» **Exercise goal**
Out of the material that follows, write out exactly the lines from the line with "Can you see the front" to the line with "Can you see the white", both ends included, and no others.

» **Provided entries**
Start of Block

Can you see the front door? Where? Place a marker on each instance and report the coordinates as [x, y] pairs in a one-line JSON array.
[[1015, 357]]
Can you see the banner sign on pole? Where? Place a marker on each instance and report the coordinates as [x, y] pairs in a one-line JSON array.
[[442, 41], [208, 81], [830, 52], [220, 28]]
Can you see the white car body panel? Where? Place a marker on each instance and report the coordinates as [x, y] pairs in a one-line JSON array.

End of Block
Start of Block

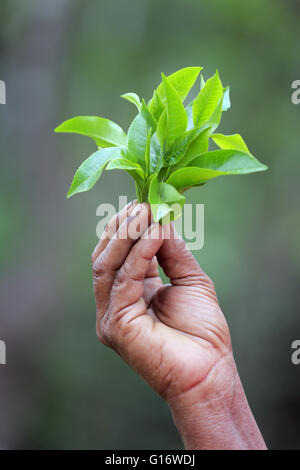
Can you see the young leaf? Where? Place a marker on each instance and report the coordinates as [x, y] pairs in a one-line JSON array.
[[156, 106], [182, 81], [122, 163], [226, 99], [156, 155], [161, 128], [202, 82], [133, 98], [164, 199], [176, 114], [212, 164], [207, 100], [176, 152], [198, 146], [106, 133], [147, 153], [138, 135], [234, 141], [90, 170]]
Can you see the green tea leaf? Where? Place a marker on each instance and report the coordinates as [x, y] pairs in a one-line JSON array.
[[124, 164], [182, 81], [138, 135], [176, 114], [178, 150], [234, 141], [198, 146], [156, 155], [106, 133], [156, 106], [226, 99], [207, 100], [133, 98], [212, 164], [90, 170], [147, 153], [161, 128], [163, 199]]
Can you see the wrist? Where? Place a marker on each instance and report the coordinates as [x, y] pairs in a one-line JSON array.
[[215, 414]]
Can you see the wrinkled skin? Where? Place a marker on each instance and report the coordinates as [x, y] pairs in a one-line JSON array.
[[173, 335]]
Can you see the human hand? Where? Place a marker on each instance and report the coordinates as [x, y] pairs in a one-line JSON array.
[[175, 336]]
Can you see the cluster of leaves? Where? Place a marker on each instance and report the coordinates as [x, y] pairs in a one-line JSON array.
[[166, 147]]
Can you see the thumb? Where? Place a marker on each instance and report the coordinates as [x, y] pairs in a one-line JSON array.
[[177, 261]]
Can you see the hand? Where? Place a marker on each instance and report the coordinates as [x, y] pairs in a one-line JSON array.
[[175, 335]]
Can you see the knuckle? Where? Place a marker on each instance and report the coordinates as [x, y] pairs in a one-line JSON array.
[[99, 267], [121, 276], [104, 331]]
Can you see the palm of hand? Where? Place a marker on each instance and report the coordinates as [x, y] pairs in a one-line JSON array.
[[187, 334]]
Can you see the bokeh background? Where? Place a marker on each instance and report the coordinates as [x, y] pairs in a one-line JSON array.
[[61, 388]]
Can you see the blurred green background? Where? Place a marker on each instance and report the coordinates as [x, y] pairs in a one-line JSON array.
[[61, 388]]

End of Block
Start of Block

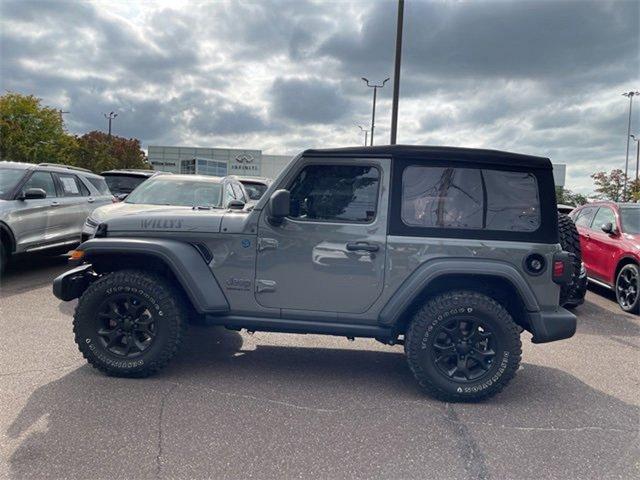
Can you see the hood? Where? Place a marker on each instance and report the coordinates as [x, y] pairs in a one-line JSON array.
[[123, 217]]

End of Block

» **Expected output**
Can you see the front door? Where? Place a marker on each instance and report the coordinates as [x, y] pairs in a one-line JSON array.
[[1015, 357]]
Can you see the banner sign on pole? Where? Place a marker on each instance and report the coordinates as [x, y] pairs in a one-line JSON array.
[[442, 41], [208, 81], [830, 52], [220, 28]]
Can you see the white car body panel? Where? Place a marker on each instance and report the coordinates as [x, y] pairs in a one-line JSON array.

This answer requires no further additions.